* **WORK INSTRUCTION**: Summarize the article on the economic cost of inadequate sleep in Australia in two sentences.

-- PASSAGE PROVIDED follows --

The Economic Cost of Inadequate Sleep in Australia

08 Jun The Economic Cost of Inadequate Sleep in Australia

Sleep loss, poor sleep and sleep disorders have a profound effect on health and wellbeing and also affect performance at work.  Poor sleep also burdens the medicare system as medical consultations, investigations and treatments come at a cost to the government and to the patient.

A recent publication in the journal of sleep has estimated the cost (both financial and nonfinancial) of inadequate sleep in Australia for the 2016-2017 financial year.

Analysis was performed on national surveys and databases.

Costs considered included: Nonfinancial costs of wellbeing as well as financial costs associated with healthcare, productivity losses, nonmedical work and vehicle accident costs, deadweight loss through inefficiencies relating to lost taxation revenue and welfare payments.

The estimated overall cost of inadequate sleep in Australia for FY 2016/17 was $45.21 billion.

-- PASSAGE PROVIDED concluded --
-- PROVIDED DATA follows --

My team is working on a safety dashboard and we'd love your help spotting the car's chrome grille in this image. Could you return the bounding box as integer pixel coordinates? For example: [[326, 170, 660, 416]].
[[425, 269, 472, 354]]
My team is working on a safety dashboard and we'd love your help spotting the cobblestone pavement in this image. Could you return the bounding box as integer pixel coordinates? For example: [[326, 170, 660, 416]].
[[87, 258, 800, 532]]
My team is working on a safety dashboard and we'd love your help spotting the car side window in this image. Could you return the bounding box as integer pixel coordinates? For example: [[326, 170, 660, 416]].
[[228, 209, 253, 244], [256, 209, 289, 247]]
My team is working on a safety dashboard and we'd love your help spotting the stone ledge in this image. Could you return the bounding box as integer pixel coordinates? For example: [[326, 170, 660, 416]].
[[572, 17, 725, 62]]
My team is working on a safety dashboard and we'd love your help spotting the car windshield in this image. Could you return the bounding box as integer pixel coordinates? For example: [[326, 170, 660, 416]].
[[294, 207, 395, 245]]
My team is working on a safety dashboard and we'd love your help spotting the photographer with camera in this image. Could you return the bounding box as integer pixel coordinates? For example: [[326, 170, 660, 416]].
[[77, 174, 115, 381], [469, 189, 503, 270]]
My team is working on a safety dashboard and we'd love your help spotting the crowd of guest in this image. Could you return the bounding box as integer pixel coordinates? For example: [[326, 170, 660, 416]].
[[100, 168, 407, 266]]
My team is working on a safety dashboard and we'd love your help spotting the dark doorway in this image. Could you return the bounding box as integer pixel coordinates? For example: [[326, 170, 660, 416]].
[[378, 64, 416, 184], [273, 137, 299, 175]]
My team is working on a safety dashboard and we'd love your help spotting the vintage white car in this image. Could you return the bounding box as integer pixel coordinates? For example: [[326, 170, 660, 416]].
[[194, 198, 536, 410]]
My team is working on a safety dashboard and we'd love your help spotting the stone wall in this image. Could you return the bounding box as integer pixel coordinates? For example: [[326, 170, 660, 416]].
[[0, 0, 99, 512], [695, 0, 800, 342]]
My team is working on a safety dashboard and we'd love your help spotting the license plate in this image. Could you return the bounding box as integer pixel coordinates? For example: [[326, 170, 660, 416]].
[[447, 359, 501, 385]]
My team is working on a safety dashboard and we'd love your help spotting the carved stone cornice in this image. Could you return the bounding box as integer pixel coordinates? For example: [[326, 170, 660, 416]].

-- PROVIDED DATA concluded --

* **RESULT FOR THIS EXERCISE**: Sleep loss, poor sleep and sleep disorders harm health, wellbeing and work performance, and they burden the Medicare system through the cost of medical consultations, investigations and treatments. A recent publication in the journal of sleep analyzed national surveys and databases and estimated the overall financial and nonfinancial cost of inadequate sleep in Australia for the 2016-2017 financial year at $45.21 billion.